**THE TASK**.
Return every line in the records below that contains the string "shirt".
--*--
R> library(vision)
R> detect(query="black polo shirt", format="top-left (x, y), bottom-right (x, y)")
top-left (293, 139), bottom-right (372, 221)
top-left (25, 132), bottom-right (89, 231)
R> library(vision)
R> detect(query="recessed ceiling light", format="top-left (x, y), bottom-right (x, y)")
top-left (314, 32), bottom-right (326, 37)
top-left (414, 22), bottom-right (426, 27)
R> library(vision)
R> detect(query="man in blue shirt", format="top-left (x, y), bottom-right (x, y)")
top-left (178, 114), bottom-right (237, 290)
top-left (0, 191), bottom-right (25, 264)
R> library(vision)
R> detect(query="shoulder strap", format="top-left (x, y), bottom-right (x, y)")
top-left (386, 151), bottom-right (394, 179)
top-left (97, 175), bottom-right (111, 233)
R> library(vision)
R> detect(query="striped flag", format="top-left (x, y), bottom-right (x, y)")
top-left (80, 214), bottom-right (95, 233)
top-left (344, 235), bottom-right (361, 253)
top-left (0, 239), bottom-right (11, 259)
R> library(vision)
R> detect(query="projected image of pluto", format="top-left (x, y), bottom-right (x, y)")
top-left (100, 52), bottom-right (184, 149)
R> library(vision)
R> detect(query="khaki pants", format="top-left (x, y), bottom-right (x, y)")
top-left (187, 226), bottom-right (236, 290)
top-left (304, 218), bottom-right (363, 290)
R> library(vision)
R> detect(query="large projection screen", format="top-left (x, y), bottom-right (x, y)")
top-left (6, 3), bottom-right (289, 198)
--*--
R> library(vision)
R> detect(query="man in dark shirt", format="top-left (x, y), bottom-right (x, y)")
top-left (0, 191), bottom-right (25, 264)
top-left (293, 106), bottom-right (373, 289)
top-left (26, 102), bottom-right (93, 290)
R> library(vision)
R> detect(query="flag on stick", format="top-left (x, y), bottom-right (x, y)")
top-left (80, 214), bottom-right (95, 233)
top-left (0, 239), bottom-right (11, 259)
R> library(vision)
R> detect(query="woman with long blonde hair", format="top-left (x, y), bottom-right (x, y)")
--*--
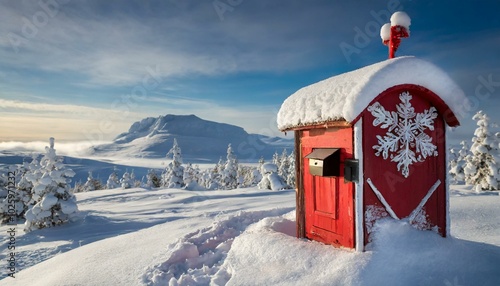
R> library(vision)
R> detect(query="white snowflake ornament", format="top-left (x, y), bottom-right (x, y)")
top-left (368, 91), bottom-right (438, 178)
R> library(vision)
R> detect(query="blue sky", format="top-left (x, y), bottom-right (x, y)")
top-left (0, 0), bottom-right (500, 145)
--*--
**ANSWER TO THE TASK**.
R> detect(query="black polo shirt", format="top-left (x, y), bottom-right (x, y)")
R> detect(query="man in blue shirt", format="top-left (x, y), bottom-right (x, y)")
R> detect(query="man in dark shirt", format="top-left (x, y), bottom-right (x, y)")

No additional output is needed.